- **Assigned task**
Write the records below out again exactly as given, with no images.

Saved entries
● ● ● ● ●
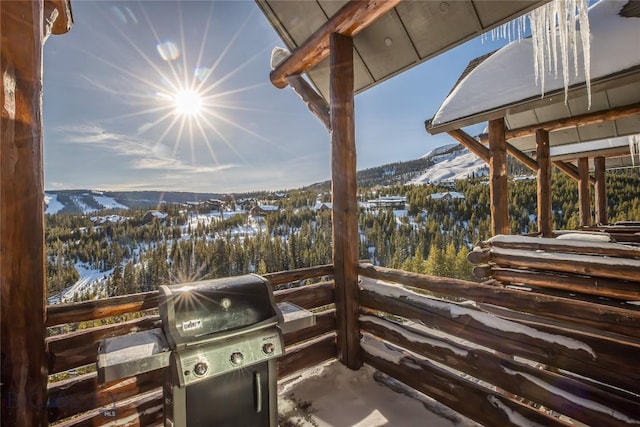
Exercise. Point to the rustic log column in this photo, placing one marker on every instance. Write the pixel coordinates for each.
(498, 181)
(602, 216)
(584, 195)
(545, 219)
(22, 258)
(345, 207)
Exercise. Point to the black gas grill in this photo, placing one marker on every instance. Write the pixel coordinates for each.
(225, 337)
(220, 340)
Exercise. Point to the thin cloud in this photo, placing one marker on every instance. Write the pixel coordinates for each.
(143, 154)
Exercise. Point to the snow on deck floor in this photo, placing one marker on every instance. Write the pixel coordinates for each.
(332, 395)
● ● ● ● ●
- **Written reply**
Exercise. Point to the rustic log column in this photo, placing one marker on every instance. Write the pixel coordinates for each.
(498, 181)
(602, 216)
(584, 195)
(545, 219)
(22, 258)
(345, 207)
Exercise. Point to the black gas grill in this photo, placing one marker on every instance. Write the pixel coordinates for each.
(225, 337)
(220, 340)
Exercise. Point to the thin cloud in this photo, placing one marker on every instance. Write the pixel coordinates for each.
(143, 154)
Exercise. Point to the snow on deck floor in this photo, placing one marker on every instance. Write the pixel coordinates for each.
(332, 395)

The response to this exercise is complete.